_Lesetext:_
* * * * *

Nach den Brummern der letzten Woche endlich mal wieder leichte Kost. Außer den unten aufgeführten Spielen war noch das großartige Kobayakawa auf’m Tisch. Pokern auf Speed sag ich nur.
1. Europa von Günter Burkhard, Kosmos 2016
Vor uns liegt die zweite Version der schamlos unveränderten Europavariante von „Finden Sie Minden“. Also quasi der Aufguss des Aufgusses. Statt einer Deutschlandkarte breitet sich erneut der ganze Kontinent vor uns aus, ansonsten hat sich am Prinzip nichts geändert: Die Position von Orten will getippt sein, je präziser desto besser. 1-4 Kramerpunkte gibt’s für korrekte Tipps und sobald ein Spieler um die 25 Punkte gesammelt hat, ist Schluss. Fun Fact am Rande: der Nullmeridian des Spiels geht durch Hamburg. Nimm dies, London!
Gegen Ende der Erklärung lässt Stefan verlauten: „Achtung: beim Vorwärtsziehen darf man vor sich stehende Pöppel überspringen. Wer abgehängt wird, hat also ein Problem“. Sprach’s, verzockte gleich seinen ersten Tipp (0 Punkte) und rannte fortan hoffnungslos hinterher (siehe Nahaufnahme). Das ist ein aus meiner Sicht ärgerliches Prinzip, das eine unnötige Unwucht in das Spiel hinein bringt.

* * * * *

_Verfügbare Daten:_
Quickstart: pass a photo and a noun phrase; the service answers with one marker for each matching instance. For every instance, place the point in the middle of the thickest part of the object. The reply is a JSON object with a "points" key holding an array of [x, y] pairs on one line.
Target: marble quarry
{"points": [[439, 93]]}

* * * * *

_Aufgaben:_
- a) Ersetzen Sie „Hamburg“ durch „Paris“ und geben Sie den Spielebericht von „Nach den Brummern“ bis einschließlich „Nimm dies, London!“ erneut wieder.
- b) Setzen Sie den Spielebericht im Anschluss an seinen letzten Satz fort.

_Ergebnisse je Aufgabe:_
- a)
Nach den Brummern der letzten Woche endlich mal wieder leichte Kost. Außer den unten aufgeführten Spielen war noch das großartige Kobayakawa auf’m Tisch. Pokern auf Speed sag ich nur.
1. Europa von Günter Burkhard, Kosmos 2016
Vor uns liegt die zweite Version der schamlos unveränderten Europavariante von „Finden Sie Minden“. Also quasi der Aufguss des Aufgusses. Statt einer Deutschlandkarte breitet sich erneut der ganze Kontinent vor uns aus, ansonsten hat sich am Prinzip nichts geändert: Die Position von Orten will getippt sein, je präziser desto besser. 1-4 Kramerpunkte gibt’s für korrekte Tipps und sobald ein Spieler um die 25 Punkte gesammelt hat, ist Schluss. Fun Fact am Rande: der Nullmeridian des Spiels geht durch Paris. Nimm dies, London!

- b)
Zudem fällt auf, dass in „Europa“ fast ausschließlich nach Städten, ab und zu mal nach Flußmündungen oder Bergen gefragt wird. Das war bei „Finden Sie Minden“ abwechslungsreicher, denn da galt es auch mal Dr. Oetker, Legoland oder die Burg Hohenzollern zu verorten.
Am Ende des Spiels (nach ca. 45 Minuten) liegt Matthias der alte Weltenbummler knapp vor Jerry und Hubert während Philippe und Stefan am Ende das Licht ausmachen. Das Tippen, Spekulieren und Rumprotzen (bei erfolgreichen Tipps) macht nach wie vor Spaß, dieser wird allerdings durch den Weglaufeffekt leider getrübt.
Fazit: Für dieses Spiel gibt es nur eine Zielgruppe, nämlich die, die ihr „Finden Sie Minden“ schon leer gespielt haben und eine neue Karte suchen. Alle anderen bleiben lieber beim Original. Und ich für meinen Teil spiele in der Kategorie der Tippspiele eh lieber Fauna oder Terra von Friedemann Friese.
2. Alles im Eimer von Stefan Dorra, Kosmos 2016
Ein Stichspiel zum Abräumen. Jeder Spieler stapelt eine Pyramide aus 10 bunten Eimern vor sich auf. Auf der Hand haben wir bunte Karten in den Eimerfarben und Werten 1-8. Anschließend wird gezockt: ein Spieler spielt in einer Farbe aus, alle anderen müssen reihum bedienen und dabei den Wert der Karte überbieten. Wer das nicht mehr kann, ist der Depp und muss – tataa! – aus seiner Pyramide einen Eimer in ebenjener Farbe herausschnipsen. Alles was dabei umfällt wird abgeräumt. Wenn 2 Pyramiden komplett abgeräumt sind, ist Schluss, und der Spieler der noch die meisten Eimer hat gewinnt.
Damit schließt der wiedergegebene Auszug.